● **Stated goal**
Answer these from the czar log below:
1. At what time was the Monday note logged?
2. Who is named as czar on Tuesday?
3. In the Tuesday 07:20 note, which jobs were almost finished?

● **Selected extract**
________________

PS1 IPP Czar Logs for the week 2012.06.11 - 2012.06.18

(Up to PS1 IPP Czar Logs)

Monday : 2012.06.11

  • 21:20 leaving postage stamp server running along with nightly science. seems to do fine with active MOPS jobs past couple nights while being monitored, but will turn update off later. some QUB stamps seem to have stalled even with update on and no other stamps running, will need looking into.

Tuesday : 2012.06.12

Mark is czar

  • 07:20 nightly science data downloaded and processed. postage stamp running still, MOPS jobs almost finished but more QUB jobs seems to have become stuck and am looking into.

________________

● **Provided information**
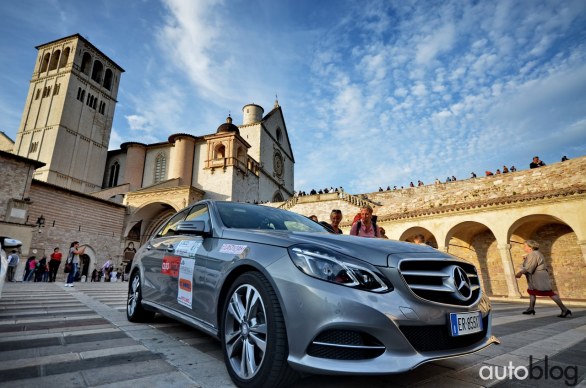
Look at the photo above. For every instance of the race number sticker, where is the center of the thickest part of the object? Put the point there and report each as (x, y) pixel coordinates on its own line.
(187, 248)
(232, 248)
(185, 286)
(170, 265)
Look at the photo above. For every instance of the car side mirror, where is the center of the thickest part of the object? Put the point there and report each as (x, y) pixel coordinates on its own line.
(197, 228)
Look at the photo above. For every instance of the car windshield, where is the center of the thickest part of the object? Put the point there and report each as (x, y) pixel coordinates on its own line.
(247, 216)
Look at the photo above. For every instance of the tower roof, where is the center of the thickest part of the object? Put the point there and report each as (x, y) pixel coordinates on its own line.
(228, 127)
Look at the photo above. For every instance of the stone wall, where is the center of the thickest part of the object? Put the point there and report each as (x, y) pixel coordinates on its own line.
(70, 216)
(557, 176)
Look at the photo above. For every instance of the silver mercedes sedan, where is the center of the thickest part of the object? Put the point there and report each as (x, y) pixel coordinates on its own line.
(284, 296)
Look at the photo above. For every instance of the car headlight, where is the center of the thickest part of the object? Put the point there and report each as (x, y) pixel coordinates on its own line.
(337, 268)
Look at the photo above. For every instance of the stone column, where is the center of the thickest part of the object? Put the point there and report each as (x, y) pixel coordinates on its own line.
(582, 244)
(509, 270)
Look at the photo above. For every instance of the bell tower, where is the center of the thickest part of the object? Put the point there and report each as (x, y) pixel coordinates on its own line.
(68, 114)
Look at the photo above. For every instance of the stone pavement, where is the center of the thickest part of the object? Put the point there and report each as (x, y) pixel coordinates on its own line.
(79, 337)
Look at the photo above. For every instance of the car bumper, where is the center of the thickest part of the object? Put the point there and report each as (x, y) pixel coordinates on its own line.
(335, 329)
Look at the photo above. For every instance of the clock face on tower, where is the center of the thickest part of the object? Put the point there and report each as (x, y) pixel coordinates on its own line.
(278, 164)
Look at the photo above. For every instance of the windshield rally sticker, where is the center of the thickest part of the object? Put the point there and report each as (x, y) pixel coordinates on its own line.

________________

● **Exercise output**
1. 21:20
2. Mark
3. The MOPS jobs